_EXTRACT_
Segment Open

A health pod, designed to take primary healthcare facilities to disadvantaged communities, in
Musina, Limpopo, is set for deployment following a recent donation of a R355 000 towing vehicle by
the South African Muslim Charitable Trust (SAMCT).
Unjani Clinics presently operates 164 care settings, inclusive of 154 clinics, two mobile clinics and
eight health pods nationally. The lack of a suitable vehicle has letithe organisation’s Musina-based
health pod stranded until the SAMCT vehicle sponsorship offer.
Reflecting on its sponsorship initiative, SAMCT representative, Mr Gaff Osman, said: “So many of
South Africa’s historically disadvantaged community members – and especially those located in
remote rural areas – do not have ready access to, or cannot afford transport to travel to healthcare
facilities whenever necessary. Accordingly, an urgent need has emerged in this country to take
primary healthcare to such communities and that is exactly what Unjani Clinics does.”
“Unjani Clinics is commited to providing community access to affordable, quality care. However, its
ability to extend such a service to those in the environs of Musina has been compromised by
transport issues,” he added.
Unjani Clinics exists to provide effective and inexpensive healthcare services to communities across
South Africa by creating a network of clinics owned and operated by Black female professional
nurses. The organisation’s primary objective is to empower Black women, improve the quality of and
access to healthcare and to create permanent new employment opportunities within targeted
communities.

Segment Closed

_WHAT YOU SHOULD DO_
Reproduce the health pod article word for word, starting with "Unjani Clinics exists" and going on through "communities.".

_SUPPLIED DATA_
Segment Open

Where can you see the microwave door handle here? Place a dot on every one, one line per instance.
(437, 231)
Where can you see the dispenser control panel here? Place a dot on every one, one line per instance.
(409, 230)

Segment Closed

_RESULT FOR THIS TASK_
Unjani Clinics exists to provide effective and inexpensive healthcare services to communities across
South Africa by creating a network of clinics owned and operated by Black female professional
nurses. The organisation’s primary objective is to empower Black women, improve the quality of and
access to healthcare and to create permanent new employment opportunities within targeted
communities.